## [Source document]
▼▼▼
02 Feed on exhale lung

You'd have to be hammering the hell out of your MAV, have bad sensors, and/or not paying attention to your PPO to get a tox hit. I'd say darwin has come to visit at that point...

Even from 80-130ft, its still around 20-30m to tox, depending on how high a PPO of course. Depth may make it shorter, but I'd still say you'll have done it long enough to make it a pretty monumental f'up.
 
You'd have to be hammering the hell out of your MAV, have bad sensors, and/or not paying attention to your PPO to get a tox hit. I'd say darwin has come to visit at that point...

Even from 80-130ft, its still around 20-30m to tox, depending on how high a PPO of course. Depth may make it shorter, but I'd still say you'll have done it long enough to make it a pretty monumental f'up.

Your instructor died from the results of what most are assuming was an O2 tox while diving with you. I would think that you are particularly well placed to appreciate any alternate device or procedure that could prevent that.
▲▲▲
## [Request 1]
Summarize the post titled "02 Feed on exhale lung" in two sentences.
## [Request 2]
Reproduce the post word for word, starting at "Your instructor died" and ending at "could prevent that.".

## [Available data]
▼▼▼
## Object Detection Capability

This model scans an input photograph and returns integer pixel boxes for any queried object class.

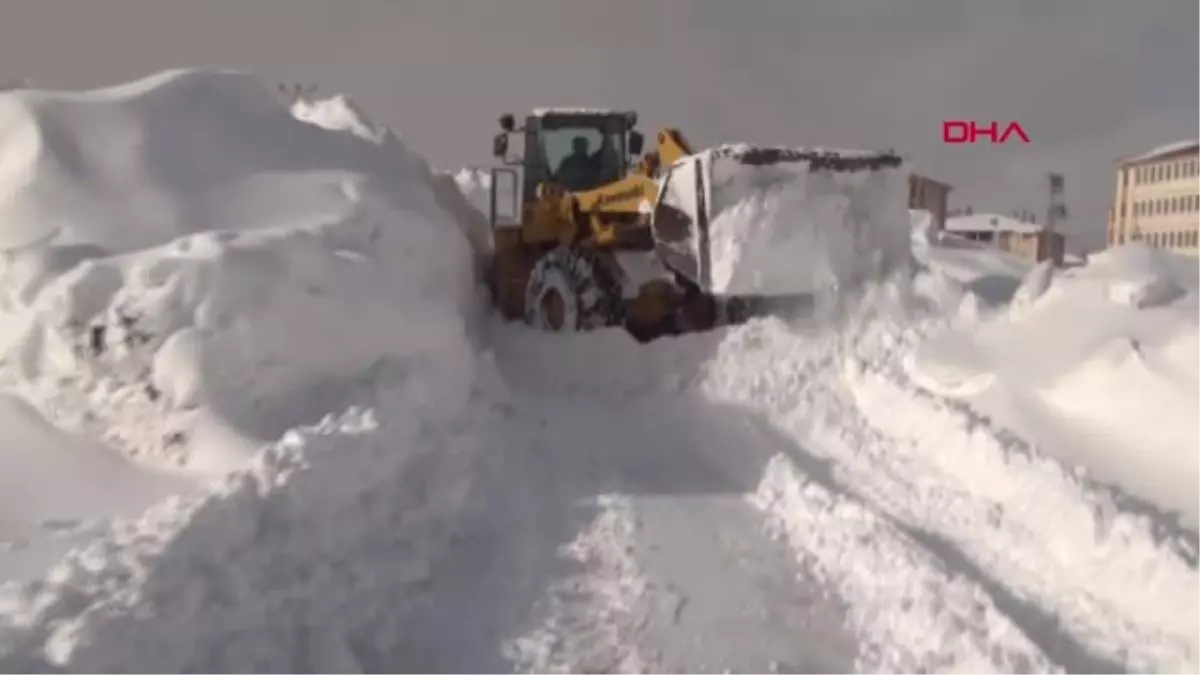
▲▲▲
## [Answer 1]
The post argues that getting an oxygen toxicity hit would take hammering the MAV, having bad sensors, or not watching the PPO, and that even at 80-130ft it would take long enough to amount to a monumental mistake. It adds that the reader's instructor died, by most assumptions from an O2 tox, while diving with the reader, so the reader should be well placed to appreciate any alternate device or procedure that could prevent that.

## [Answer 2]
Your instructor died from the results of what most are assuming was an O2 tox while diving with you. I would think that you are particularly well placed to appreciate any alternate device or procedure that could prevent that.